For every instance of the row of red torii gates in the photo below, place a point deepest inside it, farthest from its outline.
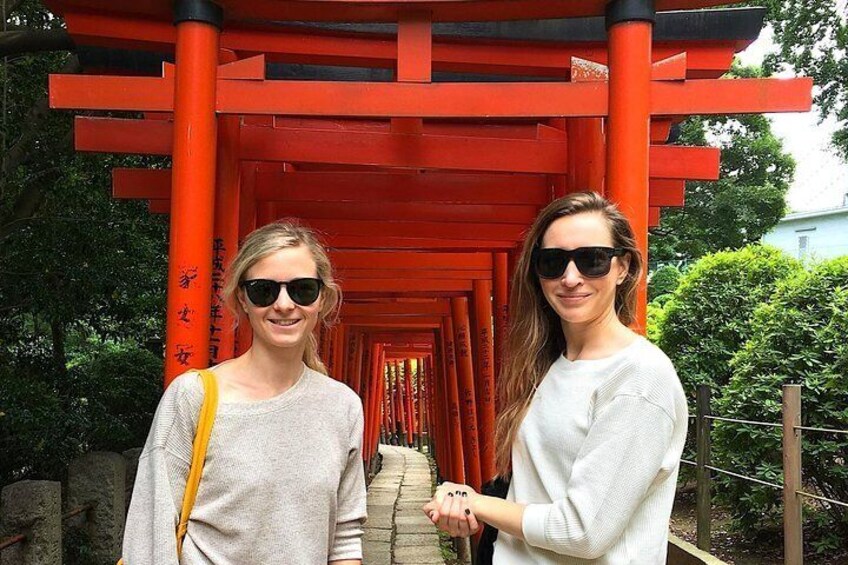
(422, 184)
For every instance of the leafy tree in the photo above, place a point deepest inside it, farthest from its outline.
(663, 281)
(82, 277)
(812, 38)
(797, 337)
(747, 200)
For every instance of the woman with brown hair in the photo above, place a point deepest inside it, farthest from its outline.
(283, 480)
(593, 416)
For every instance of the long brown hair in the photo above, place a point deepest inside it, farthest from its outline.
(269, 239)
(534, 336)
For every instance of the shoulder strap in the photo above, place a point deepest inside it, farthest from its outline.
(198, 455)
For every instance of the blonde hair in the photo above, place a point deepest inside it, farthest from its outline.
(285, 234)
(534, 335)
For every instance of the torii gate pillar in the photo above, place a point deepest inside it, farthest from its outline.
(193, 180)
(629, 27)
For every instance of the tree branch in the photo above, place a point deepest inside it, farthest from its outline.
(17, 154)
(10, 6)
(34, 41)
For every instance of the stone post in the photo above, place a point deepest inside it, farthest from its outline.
(99, 478)
(32, 508)
(131, 457)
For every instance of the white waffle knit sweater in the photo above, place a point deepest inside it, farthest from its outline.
(283, 480)
(596, 461)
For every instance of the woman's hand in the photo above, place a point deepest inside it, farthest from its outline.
(450, 510)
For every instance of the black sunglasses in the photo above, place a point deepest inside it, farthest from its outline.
(264, 292)
(592, 262)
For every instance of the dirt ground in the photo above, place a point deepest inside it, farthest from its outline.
(730, 546)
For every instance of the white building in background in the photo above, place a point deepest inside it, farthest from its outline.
(819, 234)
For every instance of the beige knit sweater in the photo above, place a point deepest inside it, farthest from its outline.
(596, 461)
(283, 480)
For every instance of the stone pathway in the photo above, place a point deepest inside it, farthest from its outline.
(397, 531)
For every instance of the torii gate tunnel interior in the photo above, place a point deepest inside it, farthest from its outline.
(421, 137)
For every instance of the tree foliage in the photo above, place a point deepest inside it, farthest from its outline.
(812, 38)
(707, 319)
(745, 203)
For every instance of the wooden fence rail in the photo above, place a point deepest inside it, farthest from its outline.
(792, 487)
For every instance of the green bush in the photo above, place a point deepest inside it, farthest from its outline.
(798, 337)
(105, 402)
(707, 318)
(116, 393)
(663, 281)
(34, 427)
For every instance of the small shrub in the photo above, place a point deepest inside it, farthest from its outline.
(663, 281)
(707, 318)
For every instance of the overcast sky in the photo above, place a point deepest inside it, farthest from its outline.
(821, 177)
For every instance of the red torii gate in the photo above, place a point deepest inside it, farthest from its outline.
(423, 188)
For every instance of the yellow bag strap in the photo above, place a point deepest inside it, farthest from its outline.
(198, 455)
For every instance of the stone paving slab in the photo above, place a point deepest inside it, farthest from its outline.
(397, 532)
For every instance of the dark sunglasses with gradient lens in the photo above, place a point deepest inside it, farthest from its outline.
(592, 262)
(264, 292)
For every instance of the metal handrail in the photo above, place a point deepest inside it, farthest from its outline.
(824, 430)
(738, 476)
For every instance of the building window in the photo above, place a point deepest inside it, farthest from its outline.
(803, 243)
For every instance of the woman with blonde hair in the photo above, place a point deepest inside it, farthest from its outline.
(593, 417)
(283, 480)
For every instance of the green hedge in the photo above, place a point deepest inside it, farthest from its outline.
(707, 319)
(800, 336)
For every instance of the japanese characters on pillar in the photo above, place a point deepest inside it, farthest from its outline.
(216, 313)
(189, 300)
(629, 27)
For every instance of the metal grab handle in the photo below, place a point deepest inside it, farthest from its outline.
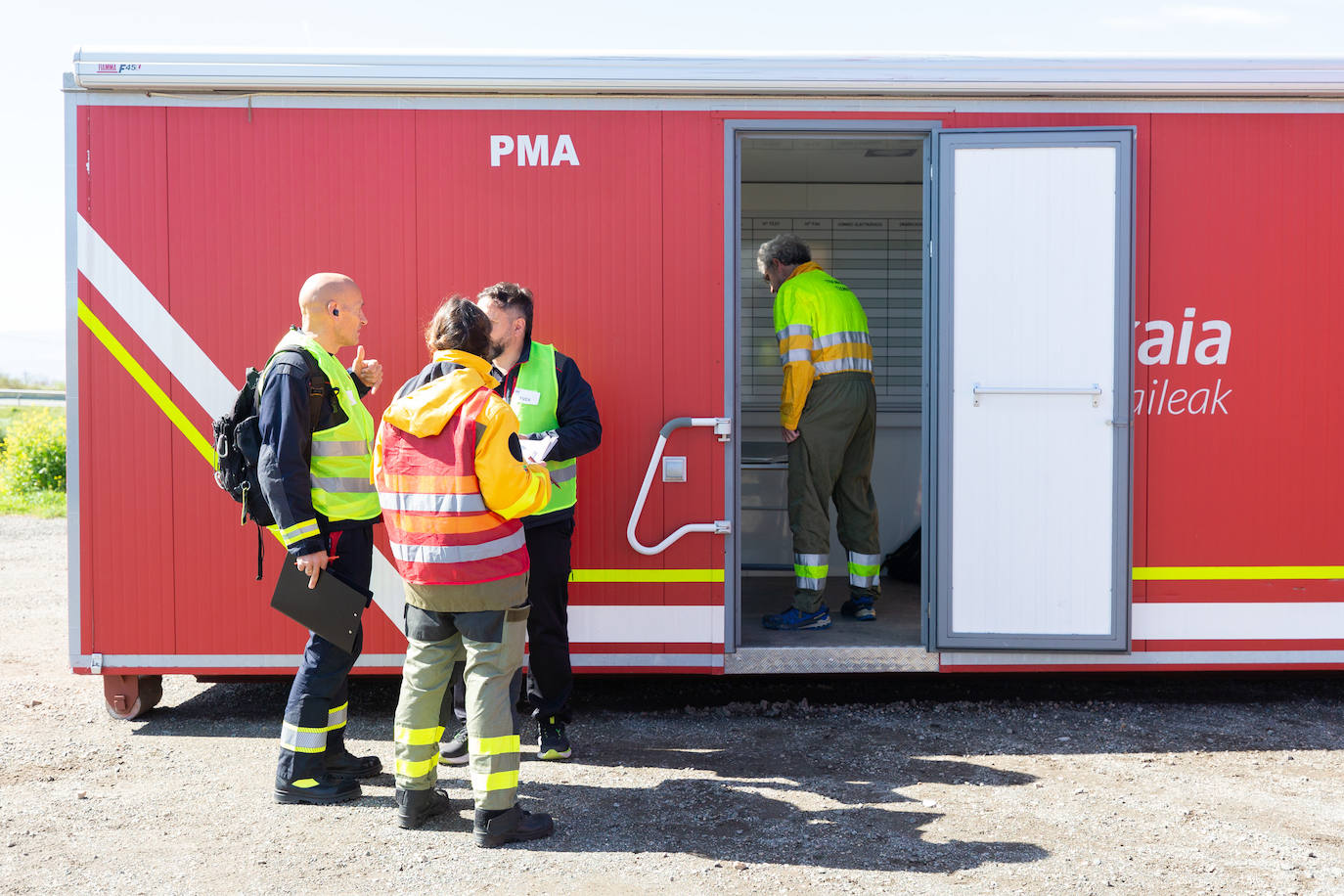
(722, 427)
(977, 389)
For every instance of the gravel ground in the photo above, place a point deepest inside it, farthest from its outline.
(902, 784)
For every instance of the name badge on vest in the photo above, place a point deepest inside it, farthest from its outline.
(525, 396)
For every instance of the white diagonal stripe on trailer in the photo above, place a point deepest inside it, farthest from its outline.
(191, 367)
(136, 305)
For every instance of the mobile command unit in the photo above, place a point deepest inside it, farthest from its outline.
(1103, 298)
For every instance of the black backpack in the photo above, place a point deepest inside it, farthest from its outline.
(238, 449)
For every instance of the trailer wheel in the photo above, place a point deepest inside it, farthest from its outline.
(132, 696)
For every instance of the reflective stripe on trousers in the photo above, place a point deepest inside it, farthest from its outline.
(312, 739)
(809, 571)
(865, 569)
(492, 645)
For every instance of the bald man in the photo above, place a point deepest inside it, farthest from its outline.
(315, 468)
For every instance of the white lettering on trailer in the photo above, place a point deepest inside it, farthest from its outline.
(1157, 349)
(1163, 396)
(532, 151)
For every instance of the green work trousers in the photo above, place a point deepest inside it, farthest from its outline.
(491, 645)
(832, 461)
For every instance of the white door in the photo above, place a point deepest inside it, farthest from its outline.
(1031, 448)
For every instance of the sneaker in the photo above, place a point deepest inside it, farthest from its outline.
(794, 619)
(552, 741)
(453, 752)
(417, 806)
(510, 827)
(861, 607)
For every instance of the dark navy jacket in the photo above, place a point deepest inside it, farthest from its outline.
(285, 418)
(578, 428)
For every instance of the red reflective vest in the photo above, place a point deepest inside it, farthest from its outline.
(439, 528)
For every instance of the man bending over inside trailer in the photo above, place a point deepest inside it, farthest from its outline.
(315, 471)
(829, 409)
(452, 475)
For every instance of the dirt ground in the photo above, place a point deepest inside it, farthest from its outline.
(913, 784)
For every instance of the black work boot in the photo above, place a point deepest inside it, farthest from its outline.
(345, 765)
(417, 806)
(316, 792)
(495, 828)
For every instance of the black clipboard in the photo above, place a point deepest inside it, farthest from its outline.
(331, 610)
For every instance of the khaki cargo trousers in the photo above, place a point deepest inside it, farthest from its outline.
(832, 461)
(491, 647)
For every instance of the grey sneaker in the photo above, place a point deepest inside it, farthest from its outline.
(453, 752)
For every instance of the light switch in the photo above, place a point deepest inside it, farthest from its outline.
(674, 469)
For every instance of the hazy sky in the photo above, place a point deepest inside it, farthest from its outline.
(40, 40)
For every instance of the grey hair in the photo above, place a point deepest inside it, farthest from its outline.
(785, 248)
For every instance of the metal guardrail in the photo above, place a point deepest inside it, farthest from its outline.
(31, 396)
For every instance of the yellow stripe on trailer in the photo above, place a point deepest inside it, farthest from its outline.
(147, 383)
(647, 576)
(1234, 574)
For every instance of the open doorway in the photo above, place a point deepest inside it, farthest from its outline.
(859, 202)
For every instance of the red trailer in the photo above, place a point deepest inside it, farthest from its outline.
(1098, 291)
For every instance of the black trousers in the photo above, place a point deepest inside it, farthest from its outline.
(320, 692)
(550, 677)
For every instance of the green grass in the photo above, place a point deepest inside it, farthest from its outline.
(47, 506)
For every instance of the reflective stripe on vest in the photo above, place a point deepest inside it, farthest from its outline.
(818, 319)
(536, 377)
(438, 524)
(343, 454)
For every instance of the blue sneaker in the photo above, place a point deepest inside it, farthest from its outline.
(794, 619)
(861, 607)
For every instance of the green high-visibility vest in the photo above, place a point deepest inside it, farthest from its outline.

**REQUIRED ACTION**
Give every line of the listing above again, exactly, with no images.

**YOUR SOLUTION**
For every instance of the row of red torii gates in the photo below, place a point deepest inside it, farthest from its outline.
(422, 184)
For every instance of the leafy tree in the photo above, place a point deepest inside it, farthest from its outline.
(663, 281)
(82, 277)
(812, 38)
(797, 337)
(747, 200)
For every instance of the woman with brown hair in the photo above, place a point deepest inside it, farthest from its outline.
(283, 480)
(593, 416)
For every instance of the long brown hair in the photo above, place a point deepest inside it, farthest from its outline.
(269, 239)
(534, 336)
For every instance of the shoulder strap in the photo above, place a point deepest inside it, farthest from its outline.
(198, 455)
For every instance of the blonde hair in the photo above, place a point deepest inside it, farthest from its outline.
(285, 234)
(534, 335)
For every instance of the torii gate pillar in the photo above, place a point deepest inside it, farthest from its outline.
(193, 180)
(629, 27)
For every instance of the tree branch in the photo above, place a point deepest inside it, farthest from its outline.
(17, 154)
(10, 6)
(34, 41)
For every instance of the stone post in the photo above, place a point deepest inside it, farthest from its outline.
(99, 478)
(32, 508)
(131, 457)
For every instance of the white waffle knit sweater in the photo above, place a point deepest inside it, farthest from its outline.
(283, 480)
(596, 461)
For every instance of the woman's hand in the photo above, place a point deepest inside it, farthest from its outline.
(450, 510)
For every instance of the black sunglasses in the photo above, place a point deepest inside it, farthest from its outline.
(264, 292)
(592, 262)
For every instance of the dirt ground in the photo above, place a point deepest inside it, farthest from its outline.
(730, 546)
For every instance of the white building in background in the photo above, place a point deepest inside it, farthest from its outline.
(819, 234)
For every instance of the beige knit sweater in the photo above, place a point deepest inside it, farthest from its outline.
(596, 461)
(283, 480)
For every instance of the stone pathway in the photo above, place a point deepest inside it, farthest from its outline.
(397, 531)
For every instance of the torii gate tunnel interior in the photo above, place a point deepest inside it, farthest from its outline.
(421, 137)
For every instance of the tree foliage in the photo above, place a point deepest inside it, farthest from its outline.
(812, 38)
(707, 319)
(745, 203)
For every instance of the wooden fence rail in the photo above, place a point deepest inside it, farthest from its outline.
(792, 487)
For every instance of the green bush in the photo above, place a point deepest inside it, farthest from its outline.
(798, 337)
(105, 402)
(707, 318)
(116, 393)
(663, 281)
(34, 427)
For every instance of the small shrub in the photo above, place a point deepest inside it, farthest from its outline.
(663, 281)
(707, 318)
For every instance of the overcast sky in the photo above, place a point deepest inside it, farthest from its outline.
(821, 177)
For every instance of the red torii gate in the photo above, place a point deepest inside it, farthest from its outline.
(423, 188)
For every instance of the yellow bag strap in the photo above, place a point deepest inside it, farthest from its outline.
(198, 455)
For every instance of the stone paving slab in the photo above, place a point deepest inside it, farthest from its outline.
(397, 532)
For every instance of the dark sunglasses with gradient lens in the photo above, place a point deepest inside it, farthest from its outline.
(592, 262)
(264, 292)
For every instance of the metal handrail in the photo above, place a point deepest inside it, farthest from its outline.
(824, 430)
(738, 476)
For every instance of the building window in the photo above, place a point deepest inside it, farthest from its outline.
(803, 243)
For every instance of the woman with blonde hair in the photo above, place a point deepest inside it, farthest from its outline.
(593, 417)
(283, 480)
For every instance of the green hedge in the photo above, place a point deepest inside it, farthest from its outline.
(707, 319)
(800, 336)
For every instance of the japanese characters on pillar in the photo above, place a point deepest inside it, farthest from its outline.
(216, 313)
(189, 300)
(629, 27)
For every instance of the metal grab handle in the photo below, place a point deepest inside it, farthest from its outline.
(722, 427)
(977, 389)
For every instance of the gravel ground in the photo above, place a point deepest inside it, farthest from its outline.
(902, 784)
For every instance of the name badge on vest in the photo above, place a point deepest inside it, farthest from its outline.
(525, 396)
For every instance of the white diagonal stripe on trailer in the photo above, place a point deepest inside it, farthest from its outline.
(191, 367)
(136, 305)
For every instance of the mobile command unit in the photo above, place a point deepest inside it, farthest from its outline.
(1103, 298)
For every instance of the black backpack in the photo above, place a point deepest inside it, farthest from its outline.
(238, 449)
For every instance of the trailer wheel in the photo above, place a point deepest inside it, farthest from its outline.
(132, 696)
For every instance of the reflective stripe on trousers in the photo above, place a point deepest inside it, farthest from its outline.
(312, 739)
(809, 571)
(865, 569)
(492, 645)
For every instance of the bald man in the photo above, place a point deepest inside it, farthest from its outline.
(315, 468)
For every instance of the white lettering on trailer in the photo above, place a point deepest inside it, farthest from its outline.
(1157, 349)
(1163, 396)
(532, 151)
For every instance of the green work trousers in the photo above, place a point deepest inside it, farthest from its outline.
(491, 645)
(832, 461)
For every instance of the white door in the photo above, place a point deepest inside it, farthest from its outline.
(1031, 448)
For every instance of the sneaker in the photo above, place a point deepest inside it, farthest from its outline.
(794, 619)
(552, 741)
(453, 752)
(417, 806)
(510, 827)
(861, 607)
For every instance of the dark navy jacket in the photo above, place a point deepest inside it, farthest from its outline.
(285, 418)
(578, 428)
For every instance of the red reflective vest in the photo above, place a point deepest inside it, farthest from its outline.
(439, 528)
For every instance of the man bending over inside trailer in the photo above, place a point deepest inside it, farthest from its outline.
(315, 471)
(829, 409)
(452, 475)
For every instance of the dirt ground in the photo above, place a point deepest inside it, farthest from its outline.
(913, 784)
For every instance of the black work boot in the photo above, place a point deepest inside it, farthest from its outline.
(345, 765)
(417, 806)
(316, 792)
(495, 828)
For every instance of the black clipboard in the photo above, place a point deepest inside it, farthest from its outline.
(331, 610)
For every instance of the khaki cargo trousers in the photo above, place a point deepest inside it, farthest from its outline.
(832, 461)
(491, 647)
For every instance of the grey sneaker in the photo above, place a point deepest inside it, farthest from its outline.
(453, 752)
For every instance of the light switch in the photo above, place a point deepest inside it, farthest from its outline.
(674, 469)
For every instance of the hazy sky in the photo above, place a point deepest inside it, farthest from its outline.
(40, 40)
For every instance of the grey hair in the photo above, place a point deepest inside it, farthest from its outline.
(785, 248)
For every instance of the metal guardrail in the photo above, place a point deepest inside it, farthest from its outline.
(31, 396)
For every instance of the yellow stripe on trailer in the photo above, place a point deepest inside it, farthest from its outline.
(147, 383)
(647, 576)
(1234, 574)
For every instance of the open doorway in the photo above, place a point deepest inside it, farthest from its outline.
(859, 202)
For every instance of the red trailer in the photo above, place a point deepest inside it, farthest from its outline.
(1098, 291)
For every instance of the black trousers in the photo above, place a point deepest inside it, farthest from its outline.
(320, 692)
(550, 677)
For every instance of the green grass in the photo above, place a point deepest inside it, farthest from its outline.
(47, 506)
For every instance of the reflective stripe on vest in the photo above, place a point deepest inside it, farthest from its outline.
(818, 319)
(536, 377)
(438, 524)
(343, 454)
For every instance of the blue sneaker in the photo above, place a point deepest inside it, farthest from its outline.
(794, 619)
(861, 607)
For every instance of the green high-visibility vest in the photo above, place a point deepest inside it, farthest from its outline.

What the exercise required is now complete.